-- Start Excerpt --

Friday 19 September/Saturday 20 September
Session Convenors: Alessandro Bratus/Marco Lutzu
 

Friday 19 September

1 Theoretical Approaches
Chair: Mario Baroni

The first session of the day is an attempt to frame the following discussions within a shared perspective whose main points are shaped by recent theoretical developments in both popular music studies and ethnomusicology. Visual representation of sonic phenomena plays a relevant role in gaining a fresh perspective on issues such as the formal description of the popular song and for traditional repertoires. Having their main source in the recorded sound of a performance and not in a compositional project developed using written notation, the central significance of other parameters than melodic contour and rhythmic configuration calls for alternative modes of representation. These also represent different ways to conceptualize and make sense of the structural elements and of their mutual relationship, and may stress the many nuances and shades - in some cases also internal contradictions - pertinent to a given cultural object that sets the inner core of its social uses and meaning production in the interaction between text and context.

14.00     Alessandro Bratus
Kaleidoscoping the Simple. The Formal Definition of Popular Song between Analysis and Representation

14.30     Enrique Cámara de Landa
Beyond the Staff: ‘Alternative’ Systems in the Graphical Representation of Organized Sound

15.00     coffee break


2 Representing Recorded Sound and Rhythm
Chair: Alessandro Bratus

The session puts under close scrutiny the field of popular music, as an area of inquiry for music analysis in which issues related to the boundaries between what is written, orally or aurally transmitted, and performed are constantly blurred and crossed. Consequently, also graphic means to represent structures, patterns, relationship of the single parts within a whole can become important tools in the investigation on their formal and stylistic characteristics, with notation as only one - and perhaps not the best for all examples - tool to represent a compositional and expressive project that is primarily conceived as a sonic entity. The papers question a hierarchic view of the compositional parameters at work in this kind of contemporary cultural production, in which what can be transcribed by notation does not represent what is most relevant for the authors and listeners of the texts themselves. What is particularly stressed is the crucial role of technology and studio practices in the definition of the specificities of such repertoires, affecting the poles of both production - including issues related to single or collective authoriality - and reception - in terms of bodily responses and meaning production.

-- End Excerpt --
-- Start Supplied data --

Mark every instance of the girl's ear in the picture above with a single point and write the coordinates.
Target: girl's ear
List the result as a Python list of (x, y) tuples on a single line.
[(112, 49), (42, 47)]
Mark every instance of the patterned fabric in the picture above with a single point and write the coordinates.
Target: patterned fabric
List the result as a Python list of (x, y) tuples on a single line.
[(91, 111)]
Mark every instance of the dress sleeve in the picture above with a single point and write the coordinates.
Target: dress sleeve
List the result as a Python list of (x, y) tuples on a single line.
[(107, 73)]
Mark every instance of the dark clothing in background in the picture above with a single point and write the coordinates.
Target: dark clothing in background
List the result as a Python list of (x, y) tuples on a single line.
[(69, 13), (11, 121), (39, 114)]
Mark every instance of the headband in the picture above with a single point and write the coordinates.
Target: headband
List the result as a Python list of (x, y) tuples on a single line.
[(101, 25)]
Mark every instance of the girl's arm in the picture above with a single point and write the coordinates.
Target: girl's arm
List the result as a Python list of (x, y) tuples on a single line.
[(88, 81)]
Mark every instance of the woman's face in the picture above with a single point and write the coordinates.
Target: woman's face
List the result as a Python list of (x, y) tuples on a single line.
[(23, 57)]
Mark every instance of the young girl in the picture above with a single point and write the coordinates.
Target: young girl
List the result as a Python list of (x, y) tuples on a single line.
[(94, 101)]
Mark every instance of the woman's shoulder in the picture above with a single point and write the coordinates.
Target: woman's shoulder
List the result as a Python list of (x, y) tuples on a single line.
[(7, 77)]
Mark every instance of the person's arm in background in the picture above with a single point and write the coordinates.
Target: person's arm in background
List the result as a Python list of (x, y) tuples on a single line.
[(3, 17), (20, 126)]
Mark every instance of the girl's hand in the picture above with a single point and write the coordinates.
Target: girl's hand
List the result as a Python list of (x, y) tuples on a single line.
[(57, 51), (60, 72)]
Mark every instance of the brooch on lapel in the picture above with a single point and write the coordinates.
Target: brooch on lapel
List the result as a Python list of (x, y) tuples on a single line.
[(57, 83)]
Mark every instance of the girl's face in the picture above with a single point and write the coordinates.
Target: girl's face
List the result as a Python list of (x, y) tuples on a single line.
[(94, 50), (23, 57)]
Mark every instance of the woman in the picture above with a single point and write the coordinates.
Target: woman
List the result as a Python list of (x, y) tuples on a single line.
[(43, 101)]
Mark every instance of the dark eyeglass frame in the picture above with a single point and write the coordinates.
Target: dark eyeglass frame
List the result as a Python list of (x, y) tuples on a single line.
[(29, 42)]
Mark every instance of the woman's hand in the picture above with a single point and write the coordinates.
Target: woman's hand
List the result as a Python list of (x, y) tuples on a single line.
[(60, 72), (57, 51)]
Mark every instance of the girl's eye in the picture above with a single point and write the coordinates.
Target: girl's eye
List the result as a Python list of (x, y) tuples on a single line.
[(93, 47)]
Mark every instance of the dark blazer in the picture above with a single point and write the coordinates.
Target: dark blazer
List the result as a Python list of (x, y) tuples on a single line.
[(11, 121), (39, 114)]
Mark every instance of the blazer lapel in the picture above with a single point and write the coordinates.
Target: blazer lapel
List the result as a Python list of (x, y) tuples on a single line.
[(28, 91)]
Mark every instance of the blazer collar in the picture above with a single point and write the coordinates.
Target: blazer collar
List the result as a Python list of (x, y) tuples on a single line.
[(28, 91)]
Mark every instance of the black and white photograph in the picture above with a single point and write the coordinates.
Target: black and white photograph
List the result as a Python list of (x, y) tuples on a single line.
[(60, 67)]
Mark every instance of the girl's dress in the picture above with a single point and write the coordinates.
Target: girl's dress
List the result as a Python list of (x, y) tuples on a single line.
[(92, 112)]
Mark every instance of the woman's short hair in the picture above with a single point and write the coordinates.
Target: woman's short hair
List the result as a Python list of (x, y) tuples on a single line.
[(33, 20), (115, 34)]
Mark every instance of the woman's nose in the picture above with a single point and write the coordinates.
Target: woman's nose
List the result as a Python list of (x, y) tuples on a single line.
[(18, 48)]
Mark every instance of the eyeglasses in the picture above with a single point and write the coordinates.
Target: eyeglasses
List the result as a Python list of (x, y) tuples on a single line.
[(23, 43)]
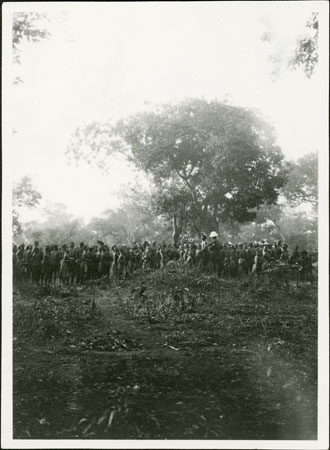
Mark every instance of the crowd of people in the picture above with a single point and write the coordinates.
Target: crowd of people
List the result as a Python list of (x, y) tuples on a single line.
[(80, 263)]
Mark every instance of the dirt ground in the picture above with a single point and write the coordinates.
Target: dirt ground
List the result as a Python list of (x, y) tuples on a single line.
[(242, 366)]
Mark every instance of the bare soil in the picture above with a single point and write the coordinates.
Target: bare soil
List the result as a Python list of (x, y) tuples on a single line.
[(243, 366)]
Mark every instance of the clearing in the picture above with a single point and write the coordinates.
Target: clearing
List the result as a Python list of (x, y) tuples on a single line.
[(172, 357)]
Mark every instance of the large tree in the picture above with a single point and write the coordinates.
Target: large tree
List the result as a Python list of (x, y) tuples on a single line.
[(209, 161)]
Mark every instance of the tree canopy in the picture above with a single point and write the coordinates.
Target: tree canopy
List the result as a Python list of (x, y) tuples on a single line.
[(24, 195), (302, 185), (209, 161)]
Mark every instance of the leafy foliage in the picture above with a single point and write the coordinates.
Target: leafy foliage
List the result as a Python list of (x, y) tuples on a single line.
[(209, 161), (306, 53), (25, 27), (24, 195)]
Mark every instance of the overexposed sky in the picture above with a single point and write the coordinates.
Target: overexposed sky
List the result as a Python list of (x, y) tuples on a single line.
[(106, 60)]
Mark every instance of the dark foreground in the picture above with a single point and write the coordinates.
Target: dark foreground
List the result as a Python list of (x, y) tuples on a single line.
[(186, 359)]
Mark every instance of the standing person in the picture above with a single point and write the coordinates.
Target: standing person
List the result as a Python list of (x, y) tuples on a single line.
[(114, 265), (27, 264), (242, 263), (47, 265), (36, 263), (295, 255), (203, 241), (72, 262), (250, 254)]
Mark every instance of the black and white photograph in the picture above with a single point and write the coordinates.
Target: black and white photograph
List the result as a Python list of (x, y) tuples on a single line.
[(165, 224)]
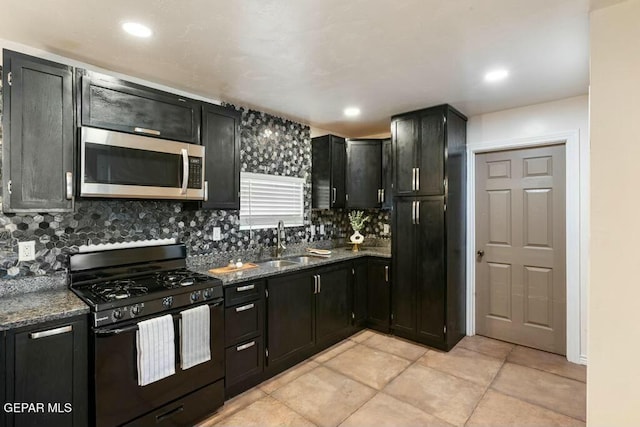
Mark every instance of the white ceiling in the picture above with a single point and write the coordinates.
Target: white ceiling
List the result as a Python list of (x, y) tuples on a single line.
[(308, 59)]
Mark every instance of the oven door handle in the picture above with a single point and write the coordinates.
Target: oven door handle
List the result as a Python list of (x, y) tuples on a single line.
[(107, 332), (185, 170)]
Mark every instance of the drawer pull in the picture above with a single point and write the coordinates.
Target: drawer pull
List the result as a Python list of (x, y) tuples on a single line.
[(51, 332), (245, 346), (245, 307), (147, 131)]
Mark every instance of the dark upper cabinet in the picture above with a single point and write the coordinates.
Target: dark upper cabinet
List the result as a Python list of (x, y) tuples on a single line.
[(328, 172), (48, 363), (290, 318), (111, 103), (429, 226), (418, 140), (38, 135), (387, 175), (379, 295), (221, 139), (333, 303), (364, 173)]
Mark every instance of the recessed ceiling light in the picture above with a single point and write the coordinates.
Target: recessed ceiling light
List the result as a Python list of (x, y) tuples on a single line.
[(496, 75), (352, 111), (136, 29)]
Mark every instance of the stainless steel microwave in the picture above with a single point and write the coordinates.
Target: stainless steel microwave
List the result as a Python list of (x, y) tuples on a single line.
[(121, 165)]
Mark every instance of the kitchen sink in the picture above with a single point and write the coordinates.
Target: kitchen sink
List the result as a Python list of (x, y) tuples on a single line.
[(304, 259), (278, 263)]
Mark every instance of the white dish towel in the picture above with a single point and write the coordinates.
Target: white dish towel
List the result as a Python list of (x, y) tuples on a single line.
[(156, 349), (195, 336)]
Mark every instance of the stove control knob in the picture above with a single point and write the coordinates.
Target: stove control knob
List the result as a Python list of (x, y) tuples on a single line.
[(135, 310), (167, 302)]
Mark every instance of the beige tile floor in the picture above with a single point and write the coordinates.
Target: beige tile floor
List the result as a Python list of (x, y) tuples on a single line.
[(372, 379)]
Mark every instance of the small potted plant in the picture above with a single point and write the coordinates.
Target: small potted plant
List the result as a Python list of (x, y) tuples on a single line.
[(357, 220)]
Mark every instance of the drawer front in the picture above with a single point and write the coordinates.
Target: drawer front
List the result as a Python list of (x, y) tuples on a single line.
[(243, 292), (243, 321), (244, 360)]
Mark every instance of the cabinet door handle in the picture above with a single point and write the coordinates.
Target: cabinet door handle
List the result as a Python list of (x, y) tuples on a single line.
[(245, 308), (51, 332), (69, 185), (413, 179), (147, 131), (245, 346), (185, 170)]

-- End Supplied data --

Required work =>
**a)** Answer these questions using the conference program.
(i) Who chairs the session titled "Theoretical Approaches"?
(ii) At what time is Enrique Cámara de Landa's paper scheduled?
(iii) According to the description of the second session, what is particularly stressed?
**b)** Extend the conference program, beginning immediately after the final sentence of the second session's description.

Results in order =>
**a)**
(i) Mario Baroni.
(ii) 14.00 is Bratus; Cámara de Landa's paper is at 14.30.
(iii) The crucial role of technology and studio practices in defining the specificities of such repertoires.

**b)**
15.30     Simon Zagorski-Thomas
Sex On Fire: A Case Study of how Different Forms of Graphic Representation Can Influence Analysis

16.00     Errico Pavese
Interpreting and Representing Micro-Rhythmic Discrepancies and Spatial Dimensions in Dolcenera and A Cúmba by De André and Fossati

16.30     Hans T. Zeiner-Henriksen
The Analysis of Groove in Contemporary Pop Music

17.00     coffee break

17.30     Paolo Bravi
Workshop: What You Hear and What You Get. Manual Transcription and Melodic Analysis through ‘Praat’

>18.30

Saturday 20 September

3 Representing Sound and Meaning
Chair: Enrique Cámara de Landa

The session, better understood as the presentation of a collective work on the problems related to the connections between sound, lyrics and timbre, is informed by a perceptual and experimental approach focused on the meaning produced by slightly different changes in the mix of the instrumental parts in a recorded version of a fragment from a work by Luciano Berio, Laborintus II. Here the approach reverses the perspective shared in other papers of the session, offering a counterbalancing glance on the same issues from a different point of view: how a written text can acquire different meanings not through the alteration of the performative indications prescribed by the score, but by playing productively within the indeterminate parameters that notation inevitably implies.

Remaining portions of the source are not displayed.